┌──

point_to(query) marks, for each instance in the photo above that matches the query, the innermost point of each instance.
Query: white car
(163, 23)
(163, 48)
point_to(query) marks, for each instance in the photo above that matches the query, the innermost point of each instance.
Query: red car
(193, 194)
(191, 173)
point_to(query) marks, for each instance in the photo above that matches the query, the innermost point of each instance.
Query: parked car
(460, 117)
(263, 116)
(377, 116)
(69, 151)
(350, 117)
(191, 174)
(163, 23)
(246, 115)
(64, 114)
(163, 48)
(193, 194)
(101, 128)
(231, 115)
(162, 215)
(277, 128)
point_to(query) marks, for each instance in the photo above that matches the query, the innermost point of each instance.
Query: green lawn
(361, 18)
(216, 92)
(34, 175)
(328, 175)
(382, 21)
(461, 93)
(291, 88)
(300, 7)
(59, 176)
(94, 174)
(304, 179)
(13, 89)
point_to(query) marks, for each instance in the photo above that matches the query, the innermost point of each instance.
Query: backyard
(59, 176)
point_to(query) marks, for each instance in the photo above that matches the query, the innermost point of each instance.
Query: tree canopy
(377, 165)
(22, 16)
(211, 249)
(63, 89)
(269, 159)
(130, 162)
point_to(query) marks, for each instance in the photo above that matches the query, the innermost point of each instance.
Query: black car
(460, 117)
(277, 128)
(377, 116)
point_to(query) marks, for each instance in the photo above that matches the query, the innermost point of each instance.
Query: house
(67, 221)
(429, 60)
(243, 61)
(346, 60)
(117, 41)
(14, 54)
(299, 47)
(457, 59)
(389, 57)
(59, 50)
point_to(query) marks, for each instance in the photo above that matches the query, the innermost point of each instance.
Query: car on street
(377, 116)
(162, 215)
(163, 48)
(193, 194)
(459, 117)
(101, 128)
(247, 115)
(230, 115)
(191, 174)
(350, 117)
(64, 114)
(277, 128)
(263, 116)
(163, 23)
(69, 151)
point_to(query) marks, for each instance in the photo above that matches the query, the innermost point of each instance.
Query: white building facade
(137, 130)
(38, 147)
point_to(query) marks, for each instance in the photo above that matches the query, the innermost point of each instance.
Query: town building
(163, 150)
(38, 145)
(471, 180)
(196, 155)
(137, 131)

└──
┌──

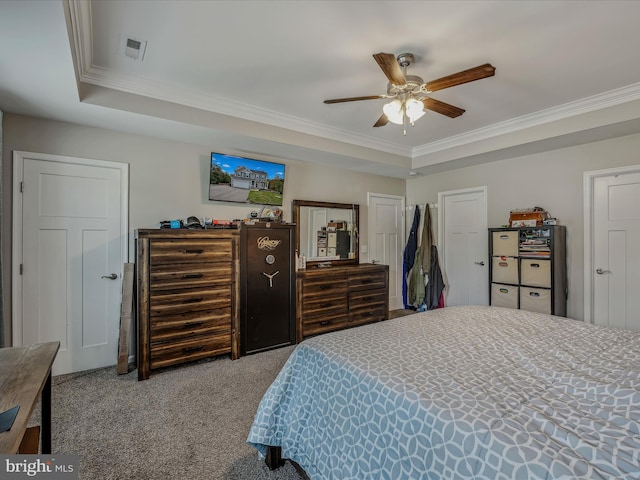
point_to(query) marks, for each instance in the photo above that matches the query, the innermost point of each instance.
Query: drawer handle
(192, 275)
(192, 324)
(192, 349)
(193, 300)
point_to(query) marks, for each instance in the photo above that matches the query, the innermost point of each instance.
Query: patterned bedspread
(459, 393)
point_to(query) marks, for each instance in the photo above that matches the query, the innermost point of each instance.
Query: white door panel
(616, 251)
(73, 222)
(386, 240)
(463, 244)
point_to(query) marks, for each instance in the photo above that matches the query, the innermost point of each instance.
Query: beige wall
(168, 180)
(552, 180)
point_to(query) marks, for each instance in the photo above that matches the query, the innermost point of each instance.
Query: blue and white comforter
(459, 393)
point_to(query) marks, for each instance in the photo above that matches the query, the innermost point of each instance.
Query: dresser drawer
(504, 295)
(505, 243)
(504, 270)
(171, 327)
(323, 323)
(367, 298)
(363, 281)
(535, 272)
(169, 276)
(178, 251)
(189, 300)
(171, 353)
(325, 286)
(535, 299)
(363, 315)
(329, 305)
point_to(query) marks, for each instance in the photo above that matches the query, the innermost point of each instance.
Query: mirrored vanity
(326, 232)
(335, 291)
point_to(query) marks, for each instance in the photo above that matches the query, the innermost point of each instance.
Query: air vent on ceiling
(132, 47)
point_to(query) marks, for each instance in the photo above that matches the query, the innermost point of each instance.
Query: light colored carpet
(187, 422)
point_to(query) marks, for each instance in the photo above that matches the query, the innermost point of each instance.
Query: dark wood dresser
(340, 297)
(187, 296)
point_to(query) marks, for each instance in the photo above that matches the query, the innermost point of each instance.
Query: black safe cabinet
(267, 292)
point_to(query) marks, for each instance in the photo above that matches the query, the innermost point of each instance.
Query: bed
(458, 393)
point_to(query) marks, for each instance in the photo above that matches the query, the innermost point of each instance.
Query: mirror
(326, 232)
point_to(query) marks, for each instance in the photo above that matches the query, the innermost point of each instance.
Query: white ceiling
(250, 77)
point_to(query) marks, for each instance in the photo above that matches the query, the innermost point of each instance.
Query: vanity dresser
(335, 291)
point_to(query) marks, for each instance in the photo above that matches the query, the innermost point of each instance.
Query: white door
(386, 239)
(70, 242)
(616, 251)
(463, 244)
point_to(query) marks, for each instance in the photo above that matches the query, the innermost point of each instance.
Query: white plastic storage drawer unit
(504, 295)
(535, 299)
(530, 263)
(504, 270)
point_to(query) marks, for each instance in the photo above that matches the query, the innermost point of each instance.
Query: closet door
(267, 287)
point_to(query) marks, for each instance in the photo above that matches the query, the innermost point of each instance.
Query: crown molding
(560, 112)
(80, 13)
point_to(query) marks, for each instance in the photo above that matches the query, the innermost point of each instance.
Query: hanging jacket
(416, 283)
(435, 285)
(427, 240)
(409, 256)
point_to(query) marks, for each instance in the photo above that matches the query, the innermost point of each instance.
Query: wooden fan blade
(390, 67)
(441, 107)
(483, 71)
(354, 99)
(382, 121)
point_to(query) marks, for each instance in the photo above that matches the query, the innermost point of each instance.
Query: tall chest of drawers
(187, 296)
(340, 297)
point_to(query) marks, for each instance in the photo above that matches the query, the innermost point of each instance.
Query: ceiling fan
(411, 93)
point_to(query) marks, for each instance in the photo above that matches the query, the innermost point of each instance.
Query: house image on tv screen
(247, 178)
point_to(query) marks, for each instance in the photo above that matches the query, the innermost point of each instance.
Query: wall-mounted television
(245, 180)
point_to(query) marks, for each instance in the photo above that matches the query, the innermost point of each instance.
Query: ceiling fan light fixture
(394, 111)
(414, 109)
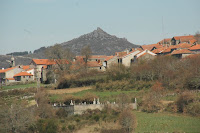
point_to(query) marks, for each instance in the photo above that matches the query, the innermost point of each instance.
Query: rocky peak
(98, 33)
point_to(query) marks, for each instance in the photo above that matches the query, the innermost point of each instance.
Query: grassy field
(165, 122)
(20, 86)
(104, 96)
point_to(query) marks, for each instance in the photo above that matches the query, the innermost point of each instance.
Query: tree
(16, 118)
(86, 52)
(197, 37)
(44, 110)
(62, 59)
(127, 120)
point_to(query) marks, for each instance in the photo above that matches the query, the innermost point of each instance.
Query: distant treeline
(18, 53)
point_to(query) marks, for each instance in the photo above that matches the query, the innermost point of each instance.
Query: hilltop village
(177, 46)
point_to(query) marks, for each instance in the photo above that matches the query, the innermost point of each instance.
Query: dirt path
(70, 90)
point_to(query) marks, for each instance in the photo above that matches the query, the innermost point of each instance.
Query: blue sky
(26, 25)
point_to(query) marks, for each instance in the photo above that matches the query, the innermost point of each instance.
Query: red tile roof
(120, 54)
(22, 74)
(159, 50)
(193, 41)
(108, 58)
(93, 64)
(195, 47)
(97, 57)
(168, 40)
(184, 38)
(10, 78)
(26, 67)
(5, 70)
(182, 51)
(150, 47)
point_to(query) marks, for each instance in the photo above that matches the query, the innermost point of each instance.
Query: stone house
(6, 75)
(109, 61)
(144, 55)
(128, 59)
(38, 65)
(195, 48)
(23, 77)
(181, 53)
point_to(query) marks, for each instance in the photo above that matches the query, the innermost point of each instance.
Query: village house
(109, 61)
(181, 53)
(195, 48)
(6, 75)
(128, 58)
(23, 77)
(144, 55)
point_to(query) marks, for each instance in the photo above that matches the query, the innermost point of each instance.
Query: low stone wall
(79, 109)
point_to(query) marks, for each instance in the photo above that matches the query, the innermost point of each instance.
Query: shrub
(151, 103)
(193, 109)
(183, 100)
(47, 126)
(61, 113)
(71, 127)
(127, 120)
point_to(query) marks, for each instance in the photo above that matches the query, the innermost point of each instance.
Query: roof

└──

Work required:
Write down exactly the span of lines above from the one containing "Query: dirt path" to the one containing "Query: roof", both ends included.

Answer box:
Query: dirt path
(70, 90)
point_to(query) marks, for each instance in the photo above that matches the query, the innermost point of each instance.
Query: blue sky
(26, 25)
point_to(query) marks, for each instance in the photo above that matches the query, the innermost point of each instance.
Query: red tile roof
(120, 54)
(22, 74)
(159, 50)
(193, 41)
(108, 58)
(93, 64)
(195, 47)
(97, 57)
(168, 40)
(184, 38)
(10, 78)
(26, 67)
(5, 70)
(182, 51)
(150, 47)
point_to(query) marks, for each instance in the photo above that matches the query, the innermost point of each instance.
Query: stone house
(6, 75)
(109, 61)
(144, 55)
(128, 59)
(38, 65)
(195, 48)
(23, 77)
(181, 53)
point_to(query) marks, for each instance in the photo above that matches the query, the innermost point of each instance.
Query: village house
(109, 61)
(181, 53)
(195, 48)
(6, 75)
(128, 58)
(23, 77)
(144, 55)
point_to(query) marks, for each instance in the photo above that matches the query, the innermost point of each instance.
Query: low stone wall
(79, 109)
point_to(query) marks, for each instance in the photo above that matches the query, the innermost point of each instance.
Query: shrub
(151, 103)
(193, 109)
(183, 100)
(47, 126)
(61, 113)
(71, 127)
(127, 120)
point_to(query) marks, for each instance in the photo above that matches the query, the innermost point of each instance.
Query: roof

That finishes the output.